Can you render the items below as a Markdown table with two columns, Row and Item line, numbering each line in order and leaving out any blank lines?
◆ ◆ ◆
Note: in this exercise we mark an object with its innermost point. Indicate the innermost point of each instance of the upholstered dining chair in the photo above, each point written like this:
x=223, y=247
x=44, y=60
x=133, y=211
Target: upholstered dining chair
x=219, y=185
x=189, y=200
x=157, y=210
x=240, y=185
◆ ◆ ◆
**Final answer:**
| Row | Item line |
|---|---|
| 1 | Note: in this exercise we mark an object with its innermost point. Indicate the innermost point of each instance of the upholstered dining chair in the photo above, each point written like this: |
| 2 | x=223, y=247 |
| 3 | x=44, y=60 |
| 4 | x=133, y=211 |
| 5 | Target: upholstered dining chair |
| 6 | x=219, y=185 |
| 7 | x=189, y=200 |
| 8 | x=157, y=210 |
| 9 | x=240, y=185 |